» **Job**: In the 76th Infantry Division history, which river did the division withdraw across after the defensive battles for Letcani and Iaşi?

» **Document passage**:
- Active: 26 August 1939 –1945
- Country: Nazi Germany
- Branch: Army
- Type: Infantry
- Size: Division
- Engagements: World War II Odessa Offensive;

= 76th Infantry Division (Wehrmacht) =

The 76th Infantry Division was created on 26 August 1939 together with the 23rd Infantry Division in Potsdam.

== History ==
The division was annihilated in the Battle of Stalingrad and reformed by the OB West on 17 February 1943.

In 1944, the 76th ID was involved in heavy fighting with Soviet troops in Ukraine and eastern Romania.

In the defensive battles for Letcani and Iaşi (German: Jassy) the 76th ID suffered heavy losses and had to withdraw across the Bahlui River.

In September and October 1944, the 76th ID was again refreshed with new troops before surrendering in 1945 in Slovakia.

» **Dataset content**:
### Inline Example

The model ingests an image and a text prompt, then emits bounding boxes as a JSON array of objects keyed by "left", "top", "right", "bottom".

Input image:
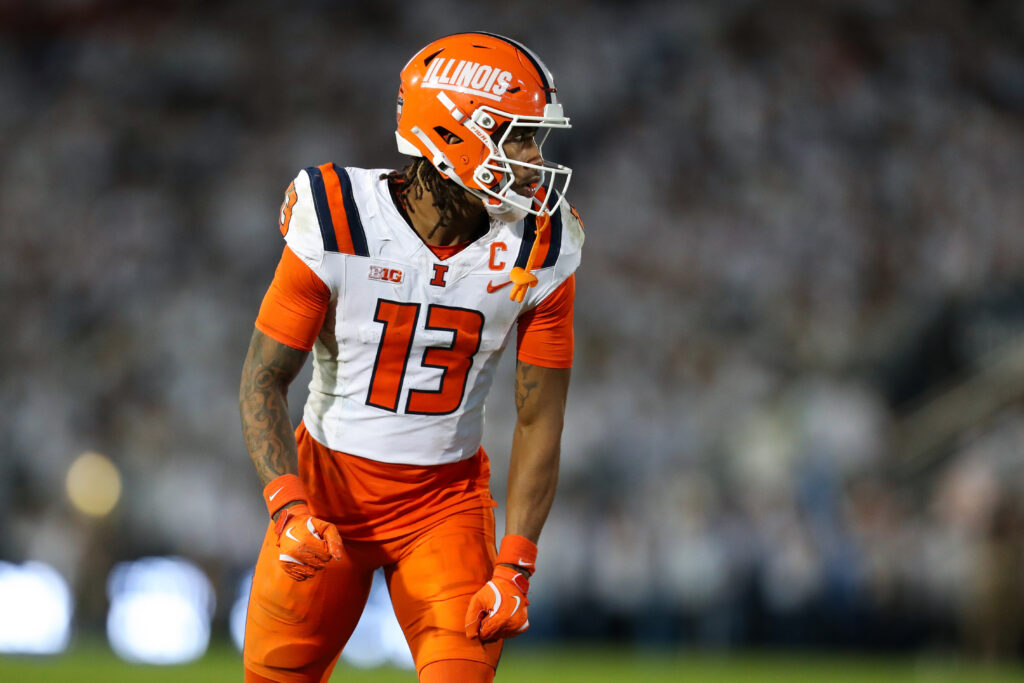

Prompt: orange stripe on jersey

» **Problem solution**: The Bahlui River.